<<<<
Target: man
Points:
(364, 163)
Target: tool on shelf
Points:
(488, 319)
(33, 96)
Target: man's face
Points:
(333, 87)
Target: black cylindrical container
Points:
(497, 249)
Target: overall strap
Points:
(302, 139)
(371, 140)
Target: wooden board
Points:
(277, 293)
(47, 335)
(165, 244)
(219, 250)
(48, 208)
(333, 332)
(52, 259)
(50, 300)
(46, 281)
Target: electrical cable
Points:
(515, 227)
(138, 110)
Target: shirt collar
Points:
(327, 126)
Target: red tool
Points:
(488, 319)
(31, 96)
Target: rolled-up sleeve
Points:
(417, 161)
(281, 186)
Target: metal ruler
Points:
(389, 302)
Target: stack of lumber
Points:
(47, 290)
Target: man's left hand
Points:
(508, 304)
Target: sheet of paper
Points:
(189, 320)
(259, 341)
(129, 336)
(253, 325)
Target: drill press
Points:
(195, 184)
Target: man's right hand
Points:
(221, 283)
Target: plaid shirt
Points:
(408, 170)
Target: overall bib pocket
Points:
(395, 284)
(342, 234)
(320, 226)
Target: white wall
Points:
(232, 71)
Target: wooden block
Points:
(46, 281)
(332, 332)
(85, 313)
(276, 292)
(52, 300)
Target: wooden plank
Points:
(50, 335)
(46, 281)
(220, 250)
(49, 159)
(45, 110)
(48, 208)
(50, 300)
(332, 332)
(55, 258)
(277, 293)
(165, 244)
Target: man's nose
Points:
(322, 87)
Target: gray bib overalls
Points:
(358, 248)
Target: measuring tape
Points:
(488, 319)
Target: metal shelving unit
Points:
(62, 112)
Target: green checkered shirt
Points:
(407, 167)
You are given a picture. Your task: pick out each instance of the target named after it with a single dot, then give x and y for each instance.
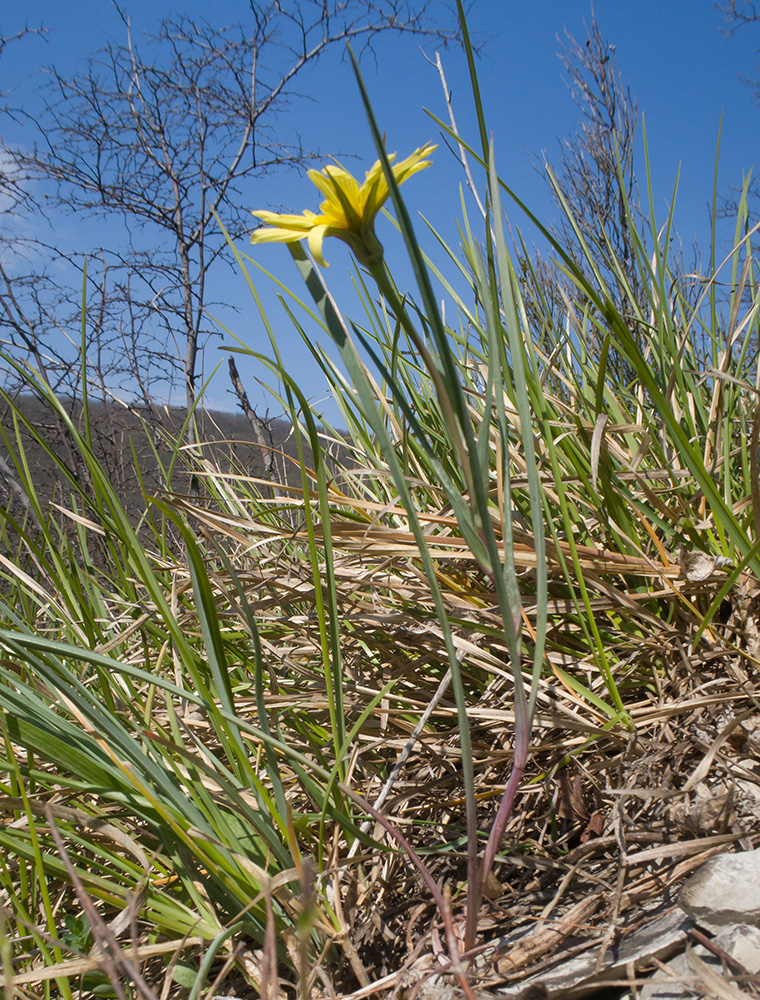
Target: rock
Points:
(725, 890)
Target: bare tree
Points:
(596, 170)
(165, 133)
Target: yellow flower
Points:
(348, 211)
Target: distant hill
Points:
(133, 444)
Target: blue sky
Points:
(684, 72)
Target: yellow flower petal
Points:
(348, 210)
(277, 235)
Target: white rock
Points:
(725, 890)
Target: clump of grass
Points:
(239, 725)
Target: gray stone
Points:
(742, 942)
(725, 890)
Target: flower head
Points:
(348, 211)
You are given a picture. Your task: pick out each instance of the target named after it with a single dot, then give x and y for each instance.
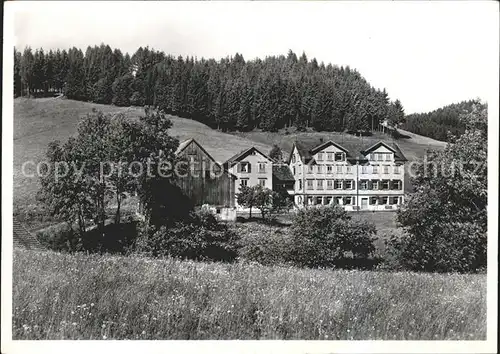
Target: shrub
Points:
>>>>
Leave out the pictures, then copy all the remaining text in the records exactly.

Target: man
Points:
(364, 163)
Target: tool on shelf
Points:
(488, 319)
(33, 96)
Target: man's face
Points:
(333, 87)
Target: black cylindrical container
Points:
(497, 249)
Target: overall strap
Points:
(302, 139)
(371, 140)
Target: wooden board
Points:
(277, 293)
(47, 335)
(165, 244)
(219, 250)
(48, 208)
(333, 332)
(52, 259)
(50, 300)
(46, 281)
Target: electrical cable
Points:
(515, 227)
(138, 110)
Target: shirt collar
Points:
(327, 126)
Target: red tool
Points:
(488, 319)
(31, 96)
Target: rolled-up sleeve
Points:
(417, 161)
(281, 186)
Target: metal ruler
Points:
(389, 302)
Target: stack of lumber
Points:
(47, 290)
Target: man's left hand
Points:
(508, 304)
Target: sheet of paper
Points:
(189, 320)
(259, 341)
(129, 336)
(253, 325)
Target: drill press
Points:
(195, 184)
Target: man's right hand
Points:
(221, 283)
Target: plaid shirt
Points:
(408, 170)
Target: overall bib pocket
Points:
(395, 284)
(342, 234)
(320, 226)
Target: white wall
Points:
(232, 71)
Target: wooden block
Points:
(46, 281)
(332, 332)
(85, 313)
(276, 292)
(52, 300)
Target: wooden plank
Points:
(50, 335)
(46, 281)
(220, 250)
(49, 159)
(45, 110)
(48, 208)
(50, 300)
(332, 332)
(55, 258)
(277, 293)
(165, 244)
Target: man's nose
Points:
(322, 87)
Target: gray bib overalls
Points:
(358, 248)
Target: measuring tape
Points:
(488, 319)
Target: metal shelving unit
Points:
(62, 112)
Target: green checkered shirt
Points:
(407, 167)
You are given a picture. Your task: pick out each instance of the target named after it with a single dot, then give x and y for each instance.
Target: rock
Points:
(725, 890)
Target: bare tree
Points:
(596, 170)
(165, 133)
Target: yellow flower
Points:
(348, 211)
Target: distant hill
Points:
(133, 444)
Target: blue sky
Points:
(684, 72)
Target: yellow flower petal
Points:
(348, 210)
(277, 235)
Target: white rock
Points:
(725, 890)
Target: clump of grass
Points:
(239, 725)
Target: gray stone
Points:
(742, 942)
(725, 890)
Target: flower head
Points:
(348, 211)
You are given a picture. Your task: pick out each instance of the target named after it with a single dot, then give x and y for each instance.
Target: shrub
Points:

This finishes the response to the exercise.